## Work to complete
Reproduce the items below verbatim, starting at the very first line and ending with the line that contains "point(335, 304)".

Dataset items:
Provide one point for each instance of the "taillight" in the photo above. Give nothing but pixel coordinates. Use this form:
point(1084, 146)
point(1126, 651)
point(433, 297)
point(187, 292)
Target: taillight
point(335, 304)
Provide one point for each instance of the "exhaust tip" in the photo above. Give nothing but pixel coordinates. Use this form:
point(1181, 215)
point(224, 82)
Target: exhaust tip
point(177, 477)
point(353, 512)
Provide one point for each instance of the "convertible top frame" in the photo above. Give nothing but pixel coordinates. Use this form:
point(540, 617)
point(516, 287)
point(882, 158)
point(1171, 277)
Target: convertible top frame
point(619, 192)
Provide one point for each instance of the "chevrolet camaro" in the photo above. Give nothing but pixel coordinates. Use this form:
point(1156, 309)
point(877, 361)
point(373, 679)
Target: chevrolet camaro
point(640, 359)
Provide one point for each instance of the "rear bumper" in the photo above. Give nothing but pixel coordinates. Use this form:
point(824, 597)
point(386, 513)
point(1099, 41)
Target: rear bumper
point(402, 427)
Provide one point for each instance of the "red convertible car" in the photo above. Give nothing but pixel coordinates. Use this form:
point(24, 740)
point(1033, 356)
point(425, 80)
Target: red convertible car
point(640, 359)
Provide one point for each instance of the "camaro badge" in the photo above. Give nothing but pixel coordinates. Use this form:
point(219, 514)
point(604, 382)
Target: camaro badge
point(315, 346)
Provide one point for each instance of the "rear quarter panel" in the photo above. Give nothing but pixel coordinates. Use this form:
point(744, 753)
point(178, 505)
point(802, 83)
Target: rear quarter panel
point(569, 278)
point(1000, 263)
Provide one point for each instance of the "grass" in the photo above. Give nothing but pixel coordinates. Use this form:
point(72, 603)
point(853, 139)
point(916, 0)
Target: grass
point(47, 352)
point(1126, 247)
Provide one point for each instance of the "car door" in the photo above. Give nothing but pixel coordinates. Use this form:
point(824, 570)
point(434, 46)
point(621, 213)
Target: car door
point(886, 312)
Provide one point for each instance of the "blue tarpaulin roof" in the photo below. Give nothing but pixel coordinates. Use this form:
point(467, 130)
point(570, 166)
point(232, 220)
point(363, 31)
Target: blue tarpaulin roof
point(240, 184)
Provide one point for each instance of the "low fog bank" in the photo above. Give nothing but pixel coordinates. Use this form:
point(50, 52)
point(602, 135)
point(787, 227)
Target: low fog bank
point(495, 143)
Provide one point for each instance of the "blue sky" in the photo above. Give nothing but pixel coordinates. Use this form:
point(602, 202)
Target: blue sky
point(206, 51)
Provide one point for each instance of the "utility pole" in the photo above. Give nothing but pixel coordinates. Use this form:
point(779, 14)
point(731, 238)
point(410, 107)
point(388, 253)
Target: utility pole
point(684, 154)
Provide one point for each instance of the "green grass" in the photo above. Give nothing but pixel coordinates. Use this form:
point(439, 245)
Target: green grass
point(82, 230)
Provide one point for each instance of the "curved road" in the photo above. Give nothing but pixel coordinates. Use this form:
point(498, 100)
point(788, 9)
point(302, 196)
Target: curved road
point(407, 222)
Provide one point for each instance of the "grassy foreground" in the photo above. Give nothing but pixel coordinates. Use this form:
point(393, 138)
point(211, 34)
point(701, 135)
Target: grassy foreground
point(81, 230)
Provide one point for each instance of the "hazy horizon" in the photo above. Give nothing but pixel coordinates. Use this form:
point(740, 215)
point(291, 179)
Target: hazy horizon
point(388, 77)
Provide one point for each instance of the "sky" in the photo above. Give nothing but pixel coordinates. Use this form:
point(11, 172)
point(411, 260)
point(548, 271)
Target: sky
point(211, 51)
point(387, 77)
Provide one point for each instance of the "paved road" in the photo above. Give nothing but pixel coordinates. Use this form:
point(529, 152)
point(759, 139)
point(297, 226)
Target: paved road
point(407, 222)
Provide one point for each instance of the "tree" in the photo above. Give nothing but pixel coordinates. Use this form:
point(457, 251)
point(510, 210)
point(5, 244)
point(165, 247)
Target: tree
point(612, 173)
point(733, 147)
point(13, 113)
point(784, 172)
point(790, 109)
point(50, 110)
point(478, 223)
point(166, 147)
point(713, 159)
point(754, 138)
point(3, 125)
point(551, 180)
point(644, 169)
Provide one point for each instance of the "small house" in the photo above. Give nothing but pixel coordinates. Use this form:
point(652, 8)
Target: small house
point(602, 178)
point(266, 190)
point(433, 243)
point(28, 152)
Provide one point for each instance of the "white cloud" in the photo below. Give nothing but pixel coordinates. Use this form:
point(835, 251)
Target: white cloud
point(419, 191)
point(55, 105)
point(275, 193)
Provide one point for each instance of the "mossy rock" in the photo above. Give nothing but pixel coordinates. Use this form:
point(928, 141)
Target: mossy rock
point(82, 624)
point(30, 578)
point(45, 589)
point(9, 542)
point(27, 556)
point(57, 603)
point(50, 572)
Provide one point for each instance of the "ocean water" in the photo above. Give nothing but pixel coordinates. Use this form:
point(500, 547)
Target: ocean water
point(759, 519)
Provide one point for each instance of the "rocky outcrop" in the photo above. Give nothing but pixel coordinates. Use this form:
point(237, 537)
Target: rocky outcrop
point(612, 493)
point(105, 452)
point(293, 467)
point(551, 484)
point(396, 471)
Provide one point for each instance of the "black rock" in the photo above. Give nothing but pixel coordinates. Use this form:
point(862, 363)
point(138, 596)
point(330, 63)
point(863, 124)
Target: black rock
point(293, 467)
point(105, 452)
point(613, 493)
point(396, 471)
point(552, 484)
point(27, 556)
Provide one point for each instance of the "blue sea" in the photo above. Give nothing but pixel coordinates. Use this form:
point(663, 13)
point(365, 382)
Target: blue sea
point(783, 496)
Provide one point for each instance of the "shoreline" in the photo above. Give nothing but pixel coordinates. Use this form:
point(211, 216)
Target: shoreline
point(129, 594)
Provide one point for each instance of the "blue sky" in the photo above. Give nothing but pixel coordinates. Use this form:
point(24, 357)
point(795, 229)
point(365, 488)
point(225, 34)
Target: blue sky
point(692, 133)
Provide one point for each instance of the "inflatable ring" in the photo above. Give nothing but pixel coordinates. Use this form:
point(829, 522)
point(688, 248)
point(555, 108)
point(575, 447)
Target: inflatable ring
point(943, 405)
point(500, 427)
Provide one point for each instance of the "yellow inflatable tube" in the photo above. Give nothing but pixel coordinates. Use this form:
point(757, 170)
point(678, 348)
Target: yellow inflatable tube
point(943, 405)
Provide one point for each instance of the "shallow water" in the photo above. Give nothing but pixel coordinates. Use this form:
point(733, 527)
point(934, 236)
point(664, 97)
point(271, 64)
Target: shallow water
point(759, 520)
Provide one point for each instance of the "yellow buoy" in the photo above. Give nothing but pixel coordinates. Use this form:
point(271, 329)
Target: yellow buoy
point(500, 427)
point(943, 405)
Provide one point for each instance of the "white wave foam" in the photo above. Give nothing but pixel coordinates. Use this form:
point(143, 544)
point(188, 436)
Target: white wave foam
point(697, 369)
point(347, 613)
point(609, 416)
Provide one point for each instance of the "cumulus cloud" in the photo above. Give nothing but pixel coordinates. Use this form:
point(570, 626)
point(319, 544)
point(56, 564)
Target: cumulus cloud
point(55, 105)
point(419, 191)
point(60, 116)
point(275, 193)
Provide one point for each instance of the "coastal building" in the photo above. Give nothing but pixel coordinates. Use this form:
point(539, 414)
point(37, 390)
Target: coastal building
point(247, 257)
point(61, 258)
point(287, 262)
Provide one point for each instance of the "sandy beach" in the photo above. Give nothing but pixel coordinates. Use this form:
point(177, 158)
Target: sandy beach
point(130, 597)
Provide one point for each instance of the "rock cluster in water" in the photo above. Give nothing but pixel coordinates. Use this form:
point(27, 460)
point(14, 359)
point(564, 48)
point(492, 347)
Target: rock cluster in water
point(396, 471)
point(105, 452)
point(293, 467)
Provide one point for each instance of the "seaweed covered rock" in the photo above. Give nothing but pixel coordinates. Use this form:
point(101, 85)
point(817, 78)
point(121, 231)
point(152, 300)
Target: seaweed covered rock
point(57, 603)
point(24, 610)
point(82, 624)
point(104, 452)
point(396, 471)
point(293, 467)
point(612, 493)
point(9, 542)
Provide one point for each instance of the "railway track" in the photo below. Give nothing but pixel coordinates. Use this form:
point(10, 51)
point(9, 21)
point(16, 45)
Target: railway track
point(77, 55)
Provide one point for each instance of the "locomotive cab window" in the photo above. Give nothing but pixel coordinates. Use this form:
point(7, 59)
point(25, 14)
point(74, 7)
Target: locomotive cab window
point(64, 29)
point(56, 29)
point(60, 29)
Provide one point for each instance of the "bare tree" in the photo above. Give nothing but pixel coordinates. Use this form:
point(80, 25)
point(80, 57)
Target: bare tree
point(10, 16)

## Written answer
Provide one point for each instance of the "taillight" in the photo above. Give nothing but pixel coordinates. Use this form:
point(1084, 146)
point(1126, 651)
point(433, 297)
point(187, 292)
Target: taillight
point(335, 304)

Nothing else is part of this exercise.